Directions for this task:
Gather every row below that contains the word "blazer" and copy each one in full.
* start *
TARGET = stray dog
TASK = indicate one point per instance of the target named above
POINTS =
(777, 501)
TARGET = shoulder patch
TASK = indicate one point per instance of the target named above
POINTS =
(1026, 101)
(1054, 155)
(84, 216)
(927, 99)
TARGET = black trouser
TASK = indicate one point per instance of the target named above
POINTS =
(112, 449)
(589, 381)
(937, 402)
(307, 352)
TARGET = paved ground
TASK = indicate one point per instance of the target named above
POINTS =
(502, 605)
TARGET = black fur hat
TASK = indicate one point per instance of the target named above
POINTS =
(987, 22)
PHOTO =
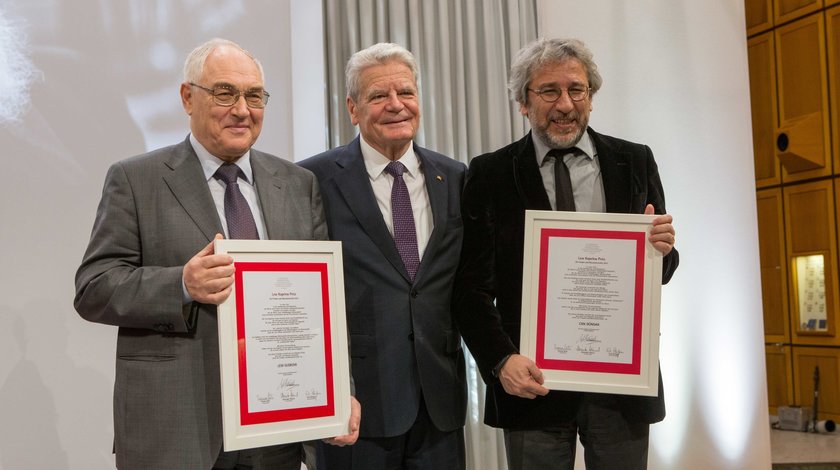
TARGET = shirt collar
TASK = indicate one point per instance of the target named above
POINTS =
(375, 162)
(585, 145)
(210, 163)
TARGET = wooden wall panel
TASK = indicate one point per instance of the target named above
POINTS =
(772, 258)
(803, 137)
(779, 376)
(805, 361)
(809, 230)
(832, 21)
(762, 66)
(759, 15)
(787, 10)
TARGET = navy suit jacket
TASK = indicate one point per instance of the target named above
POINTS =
(500, 187)
(403, 339)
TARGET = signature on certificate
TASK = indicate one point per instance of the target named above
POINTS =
(614, 352)
(265, 399)
(287, 383)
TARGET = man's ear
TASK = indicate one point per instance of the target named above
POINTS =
(186, 97)
(351, 109)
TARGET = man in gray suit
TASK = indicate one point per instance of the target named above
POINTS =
(396, 208)
(150, 268)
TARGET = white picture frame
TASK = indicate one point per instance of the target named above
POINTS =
(591, 301)
(283, 344)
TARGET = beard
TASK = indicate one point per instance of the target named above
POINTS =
(555, 140)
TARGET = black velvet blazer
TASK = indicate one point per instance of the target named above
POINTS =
(488, 291)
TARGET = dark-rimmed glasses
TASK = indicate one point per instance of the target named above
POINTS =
(551, 95)
(228, 96)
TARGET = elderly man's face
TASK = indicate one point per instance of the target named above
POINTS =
(562, 123)
(226, 132)
(388, 108)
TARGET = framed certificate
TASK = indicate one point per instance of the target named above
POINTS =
(590, 301)
(283, 344)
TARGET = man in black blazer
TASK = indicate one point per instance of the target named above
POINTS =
(407, 361)
(553, 81)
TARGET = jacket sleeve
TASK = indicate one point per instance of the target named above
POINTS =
(112, 284)
(478, 319)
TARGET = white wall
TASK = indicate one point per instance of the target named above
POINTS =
(84, 83)
(675, 78)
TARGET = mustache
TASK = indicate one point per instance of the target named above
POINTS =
(560, 116)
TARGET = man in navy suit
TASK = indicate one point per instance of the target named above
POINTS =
(553, 81)
(407, 361)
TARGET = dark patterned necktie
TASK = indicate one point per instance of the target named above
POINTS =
(240, 220)
(564, 196)
(405, 235)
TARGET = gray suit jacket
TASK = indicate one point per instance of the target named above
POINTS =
(403, 340)
(156, 212)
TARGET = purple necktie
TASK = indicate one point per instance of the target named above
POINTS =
(405, 236)
(564, 196)
(240, 220)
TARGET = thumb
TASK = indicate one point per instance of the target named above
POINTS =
(210, 249)
(536, 373)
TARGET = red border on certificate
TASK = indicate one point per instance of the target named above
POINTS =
(247, 417)
(634, 367)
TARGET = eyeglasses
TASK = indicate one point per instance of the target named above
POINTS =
(228, 96)
(551, 95)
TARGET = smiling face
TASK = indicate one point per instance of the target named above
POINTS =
(562, 123)
(226, 132)
(388, 108)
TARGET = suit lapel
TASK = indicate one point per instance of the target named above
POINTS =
(616, 174)
(526, 174)
(185, 177)
(271, 191)
(353, 183)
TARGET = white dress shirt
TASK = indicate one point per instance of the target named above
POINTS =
(381, 182)
(584, 171)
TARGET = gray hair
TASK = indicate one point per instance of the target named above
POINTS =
(377, 54)
(194, 65)
(548, 51)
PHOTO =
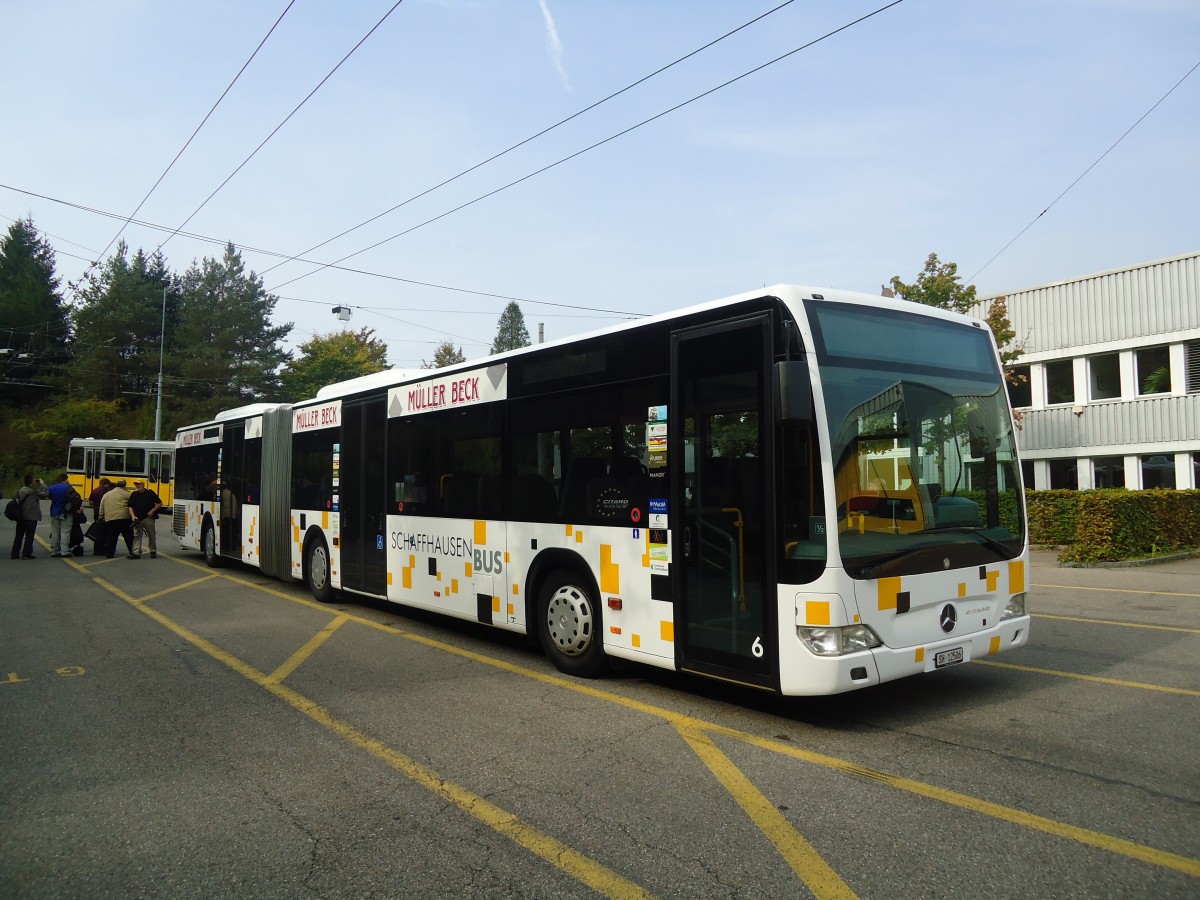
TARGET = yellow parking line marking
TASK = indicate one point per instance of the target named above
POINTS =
(1097, 679)
(1120, 624)
(805, 862)
(305, 652)
(597, 876)
(1117, 591)
(1115, 845)
(1060, 829)
(186, 585)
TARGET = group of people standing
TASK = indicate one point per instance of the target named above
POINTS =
(117, 514)
(129, 515)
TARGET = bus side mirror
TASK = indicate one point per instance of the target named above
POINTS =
(792, 391)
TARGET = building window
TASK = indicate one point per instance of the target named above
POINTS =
(1063, 475)
(1153, 370)
(1158, 472)
(1104, 373)
(1060, 382)
(1019, 391)
(1109, 471)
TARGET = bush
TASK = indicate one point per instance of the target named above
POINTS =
(1054, 515)
(1113, 525)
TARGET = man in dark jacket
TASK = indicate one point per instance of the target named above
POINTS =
(30, 498)
(144, 505)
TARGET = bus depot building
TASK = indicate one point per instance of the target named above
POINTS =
(1110, 395)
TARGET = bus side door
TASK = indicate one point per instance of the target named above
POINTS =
(720, 450)
(364, 496)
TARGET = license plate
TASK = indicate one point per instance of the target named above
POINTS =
(948, 658)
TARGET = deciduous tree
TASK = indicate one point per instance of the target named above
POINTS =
(336, 357)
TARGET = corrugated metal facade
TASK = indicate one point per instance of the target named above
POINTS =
(1163, 421)
(1152, 300)
(1121, 311)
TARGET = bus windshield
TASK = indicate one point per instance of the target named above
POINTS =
(922, 443)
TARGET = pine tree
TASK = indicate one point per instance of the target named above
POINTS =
(445, 354)
(119, 325)
(511, 333)
(33, 316)
(227, 352)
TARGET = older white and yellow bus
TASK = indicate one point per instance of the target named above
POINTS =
(799, 490)
(89, 460)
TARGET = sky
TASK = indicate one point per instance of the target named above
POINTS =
(948, 127)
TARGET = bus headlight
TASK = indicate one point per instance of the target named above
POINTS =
(1015, 607)
(837, 641)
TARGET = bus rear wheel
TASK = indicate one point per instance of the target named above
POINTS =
(209, 546)
(569, 625)
(317, 570)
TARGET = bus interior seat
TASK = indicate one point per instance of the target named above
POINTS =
(575, 489)
(534, 498)
(459, 493)
(490, 501)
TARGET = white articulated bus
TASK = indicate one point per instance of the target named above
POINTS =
(799, 490)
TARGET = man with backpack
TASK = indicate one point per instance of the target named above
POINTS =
(29, 503)
(64, 503)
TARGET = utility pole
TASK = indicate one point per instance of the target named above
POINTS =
(162, 331)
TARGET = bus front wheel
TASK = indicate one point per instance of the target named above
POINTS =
(209, 546)
(569, 625)
(316, 570)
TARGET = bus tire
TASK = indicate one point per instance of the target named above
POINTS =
(209, 545)
(569, 625)
(317, 570)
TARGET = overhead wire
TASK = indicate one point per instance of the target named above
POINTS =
(532, 137)
(1084, 173)
(189, 142)
(223, 241)
(597, 144)
(286, 119)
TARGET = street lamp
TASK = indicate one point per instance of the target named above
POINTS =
(162, 331)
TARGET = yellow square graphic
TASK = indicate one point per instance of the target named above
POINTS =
(888, 591)
(816, 612)
(1017, 576)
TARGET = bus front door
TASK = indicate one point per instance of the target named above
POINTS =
(718, 455)
(364, 496)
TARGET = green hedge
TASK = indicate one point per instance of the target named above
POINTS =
(1113, 525)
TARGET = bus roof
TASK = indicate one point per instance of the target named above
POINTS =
(789, 293)
(123, 442)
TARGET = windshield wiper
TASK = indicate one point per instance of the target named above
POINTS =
(973, 531)
(882, 565)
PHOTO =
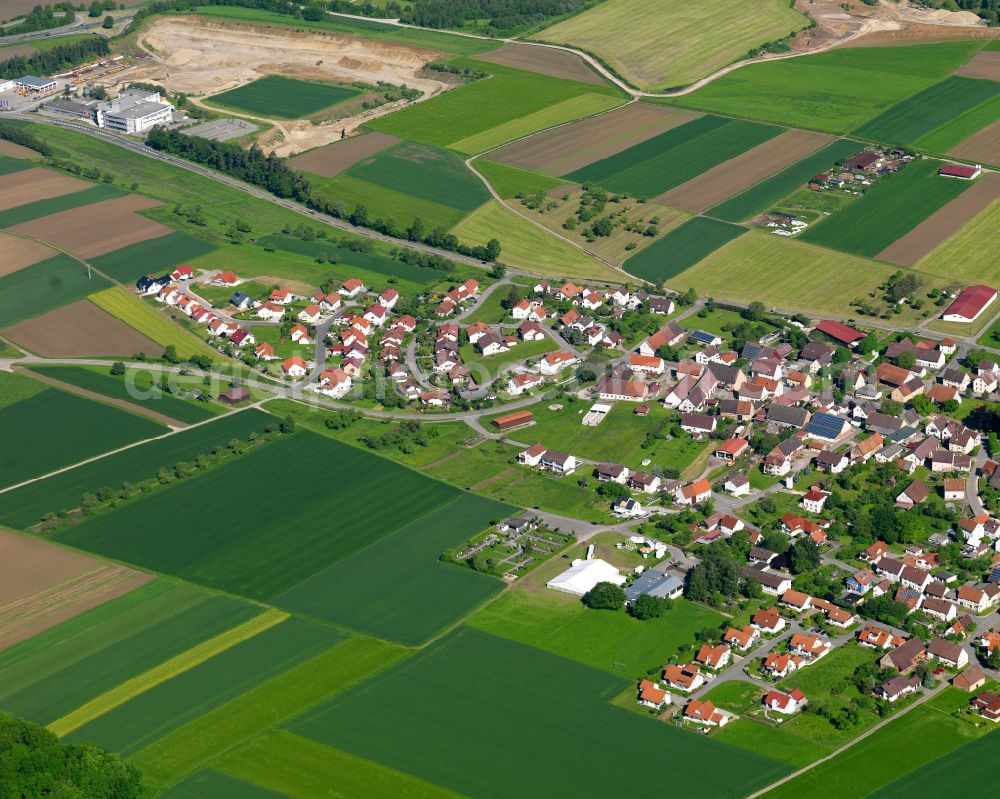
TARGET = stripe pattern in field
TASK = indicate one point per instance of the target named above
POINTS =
(733, 176)
(574, 146)
(944, 223)
(682, 248)
(672, 158)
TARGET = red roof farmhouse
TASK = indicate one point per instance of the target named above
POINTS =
(969, 304)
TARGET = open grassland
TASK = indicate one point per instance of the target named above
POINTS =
(25, 506)
(820, 92)
(888, 210)
(53, 429)
(477, 108)
(525, 246)
(613, 642)
(969, 255)
(152, 257)
(284, 696)
(923, 734)
(397, 588)
(41, 287)
(92, 655)
(682, 248)
(299, 767)
(297, 484)
(388, 721)
(676, 156)
(790, 275)
(135, 386)
(144, 318)
(761, 196)
(673, 43)
(277, 97)
(907, 121)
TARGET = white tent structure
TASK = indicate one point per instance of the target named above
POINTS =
(584, 575)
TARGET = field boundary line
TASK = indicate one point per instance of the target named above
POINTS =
(167, 670)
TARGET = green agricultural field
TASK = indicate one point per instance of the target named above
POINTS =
(969, 255)
(510, 181)
(397, 588)
(197, 691)
(820, 92)
(98, 380)
(480, 107)
(907, 121)
(676, 156)
(889, 210)
(45, 286)
(192, 746)
(295, 490)
(790, 275)
(676, 42)
(428, 173)
(25, 506)
(77, 199)
(150, 257)
(682, 248)
(277, 97)
(47, 683)
(613, 642)
(53, 429)
(152, 324)
(762, 196)
(387, 721)
(526, 246)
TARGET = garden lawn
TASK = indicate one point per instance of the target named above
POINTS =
(53, 429)
(761, 196)
(277, 97)
(53, 205)
(456, 116)
(25, 506)
(681, 248)
(150, 257)
(297, 487)
(407, 716)
(907, 121)
(820, 92)
(675, 156)
(612, 641)
(98, 380)
(397, 588)
(888, 210)
(45, 286)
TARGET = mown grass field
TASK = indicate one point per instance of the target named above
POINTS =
(525, 246)
(53, 205)
(152, 257)
(888, 210)
(674, 157)
(681, 248)
(100, 381)
(296, 485)
(44, 286)
(53, 429)
(679, 42)
(791, 275)
(475, 109)
(387, 721)
(762, 196)
(820, 92)
(907, 121)
(25, 506)
(141, 316)
(278, 97)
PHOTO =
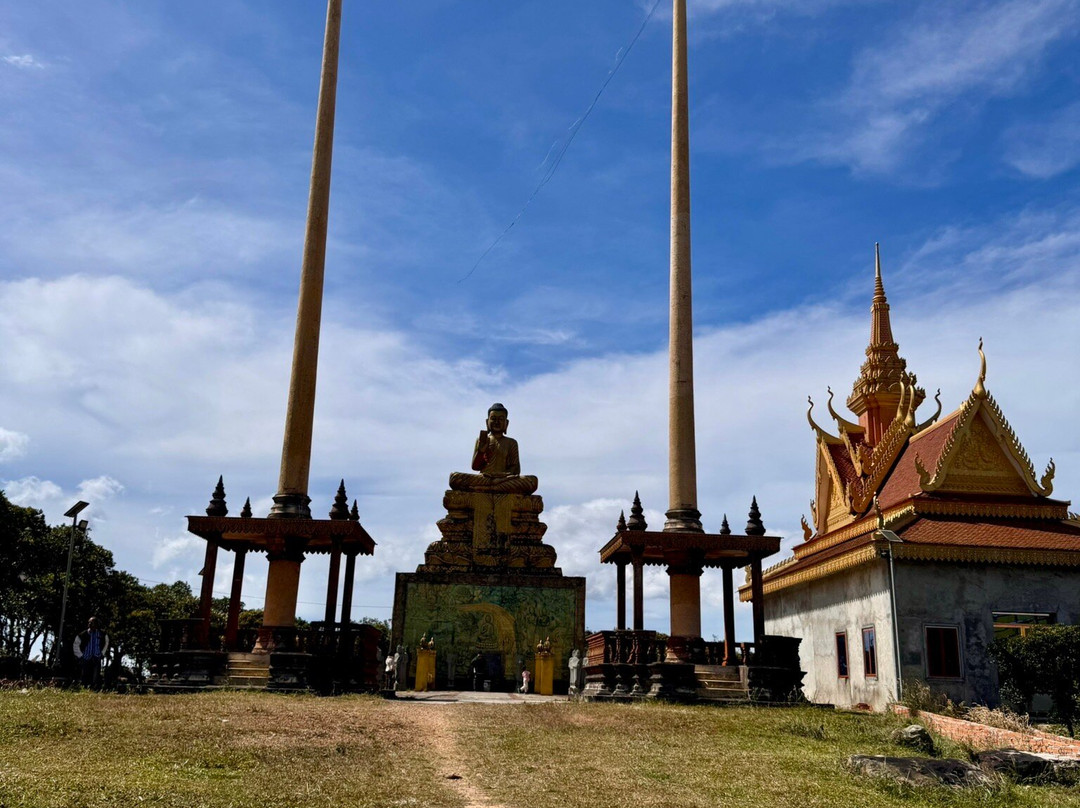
* end *
Final result:
TARGET = black velvet blazer
TARGET = man in black blazer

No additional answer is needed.